**SOURCE INFORMATION**
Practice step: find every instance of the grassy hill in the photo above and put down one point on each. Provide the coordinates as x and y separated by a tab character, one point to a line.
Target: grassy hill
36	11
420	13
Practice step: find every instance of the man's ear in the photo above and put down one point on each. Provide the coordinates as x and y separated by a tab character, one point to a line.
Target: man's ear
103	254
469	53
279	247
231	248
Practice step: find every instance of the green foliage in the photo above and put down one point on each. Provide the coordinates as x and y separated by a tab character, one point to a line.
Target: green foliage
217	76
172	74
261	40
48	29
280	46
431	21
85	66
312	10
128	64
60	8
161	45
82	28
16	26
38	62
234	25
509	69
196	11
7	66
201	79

**WHAT YOU WILL DO**
Everything in the data above must be reproduced exactly.

**YOUR RESPONSE**
Practice step: find every instance of the grassy hill in the photo above and put down one point on each. Provide the coordinates as x and y separated by a tab character, one point to a line.
Target: grassy hill
36	11
420	13
Practice step: find every instance of the man's ear in the photo above and put down one point on each. Provide the coordinates as x and y separated by a tab character, one point to a line.
Target: man's ear
103	254
469	53
279	247
231	248
Practice step: find every instance of the green foliage in the photo above and put down one point on each. Provide the coordinates as x and y separated by a tab character, one point to a line.
Target: green foliage
217	76
172	74
261	40
48	29
280	46
431	21
85	66
312	10
128	64
60	8
161	45
82	28
16	26
38	62
234	25
509	69
196	11
7	66
201	79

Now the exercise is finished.